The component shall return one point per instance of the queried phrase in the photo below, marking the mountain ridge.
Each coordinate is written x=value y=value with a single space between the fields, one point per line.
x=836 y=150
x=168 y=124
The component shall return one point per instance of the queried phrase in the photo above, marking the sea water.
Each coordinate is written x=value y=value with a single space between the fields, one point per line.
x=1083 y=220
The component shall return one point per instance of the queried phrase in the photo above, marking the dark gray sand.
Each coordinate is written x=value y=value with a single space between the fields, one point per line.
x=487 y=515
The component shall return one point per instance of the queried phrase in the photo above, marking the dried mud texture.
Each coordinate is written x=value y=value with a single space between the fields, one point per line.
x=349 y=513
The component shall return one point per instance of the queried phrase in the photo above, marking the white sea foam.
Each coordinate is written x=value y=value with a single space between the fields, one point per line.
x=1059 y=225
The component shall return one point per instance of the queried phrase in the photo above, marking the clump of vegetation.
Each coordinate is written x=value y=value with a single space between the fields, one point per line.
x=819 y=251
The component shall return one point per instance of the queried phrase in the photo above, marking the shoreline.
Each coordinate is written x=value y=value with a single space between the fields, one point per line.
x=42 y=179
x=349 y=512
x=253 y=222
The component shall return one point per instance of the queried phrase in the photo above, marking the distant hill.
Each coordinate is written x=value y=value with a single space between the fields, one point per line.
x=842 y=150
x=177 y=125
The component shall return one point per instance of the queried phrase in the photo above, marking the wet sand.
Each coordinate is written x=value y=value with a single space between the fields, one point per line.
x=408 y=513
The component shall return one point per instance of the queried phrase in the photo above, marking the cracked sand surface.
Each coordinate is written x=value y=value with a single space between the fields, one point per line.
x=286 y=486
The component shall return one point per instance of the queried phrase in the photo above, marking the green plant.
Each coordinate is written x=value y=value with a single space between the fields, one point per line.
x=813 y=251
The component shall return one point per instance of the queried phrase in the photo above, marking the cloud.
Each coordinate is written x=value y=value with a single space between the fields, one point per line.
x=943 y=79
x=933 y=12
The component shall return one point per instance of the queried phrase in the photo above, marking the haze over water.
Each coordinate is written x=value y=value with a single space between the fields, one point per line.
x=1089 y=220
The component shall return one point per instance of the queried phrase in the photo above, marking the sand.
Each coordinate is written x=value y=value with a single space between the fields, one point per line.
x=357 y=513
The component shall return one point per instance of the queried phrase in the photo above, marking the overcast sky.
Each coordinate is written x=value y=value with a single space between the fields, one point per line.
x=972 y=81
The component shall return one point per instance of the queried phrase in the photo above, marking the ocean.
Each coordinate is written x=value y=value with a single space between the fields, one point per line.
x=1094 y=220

━━━━

> **Problem statement**
Rewrite all the entries above, switching each "component" to "module" and leaving everything else unchanged.

> **Written answer**
The module shall return one point per instance of the queried phrase in the photo below, marking the mountain ridge.
Each coordinate is written x=value y=value with a single space between the fields, one point per line.
x=836 y=150
x=168 y=124
The module shall return one point per instance of the queried phrase in the photo above, marking the sea water.
Each coordinate is written x=value y=value with a single space between the fields, one point per line.
x=1083 y=220
The module shall return one point per instance of the queried phrase in the photo above, marking the dark gray sand.
Each coordinate is written x=value y=value with a single space between the fields, one point per line.
x=487 y=515
The module shall return one point per instance of the queried phrase in the photo above, marking the dried mud texture.
Each coordinate is written x=value y=value with a single space between the fields, one point per line.
x=349 y=513
The module shall return one point per instance of the queried phrase in the photo above, marking the white sea foam.
Each coordinate is written x=value y=value with a single space between the fields, one point per line.
x=1059 y=225
The module shall return one point per instance of the queried phrase in the photo above, marking the clump of vegetation.
Each coordinate is written x=value y=value with a single space between the fields, one point per line.
x=819 y=251
The module shall return one point per instance of the queried phrase in the photo above, marking the shoreline.
Each coordinate is written x=value y=value with a single space between the fields, one point per line.
x=42 y=179
x=349 y=512
x=253 y=222
The module shall return one point per instance of the queried phrase in the photo above, marking the distant hill.
Each coordinate is written x=value y=value with a single space between the fields, one point per line.
x=842 y=150
x=177 y=125
The module shall return one point per instance of the queried phrase in the photo above, marking the wet sand.
Each coordinate is written x=value y=value with a single space between the fields, one point per line.
x=408 y=513
The module shall return one point per instance of the queried phrase in the photo above, marking the cracked sand surface.
Each coordinate is written x=value y=value with a single space between the fields, one point per line.
x=286 y=486
The module shall return one point per instance of the queried phrase in the photo above, marking the green plant.
Each coordinate is written x=value y=value with a single space between the fields, one point per line.
x=813 y=251
The module shall return one point per instance of the queried phrase in the photo above, marking the cloud.
Each coordinate is written x=value y=value with a single space between the fields, one point per line.
x=943 y=79
x=933 y=12
The module shall return one point per instance of the queried phrase in the photo above, marking the haze over water.
Each coordinate is written x=value y=value with a single space between the fields, one point per line.
x=1089 y=220
The module shall return one point per instance of the queried phrase in the photo above, marking the sand.
Each coordinate is written x=value y=value with a single space between the fields, one point per line.
x=357 y=513
The module shall return one point per instance of the queried phrase in the photo above, marking the overcast sky.
Each coordinate is written x=value y=value with a single space between the fields, one point per line.
x=972 y=81
The module shall return one point per instance of the queried phrase in the photo above, marking the ocean.
Each coordinate is written x=value y=value with a single space between the fields, one point per line.
x=1094 y=220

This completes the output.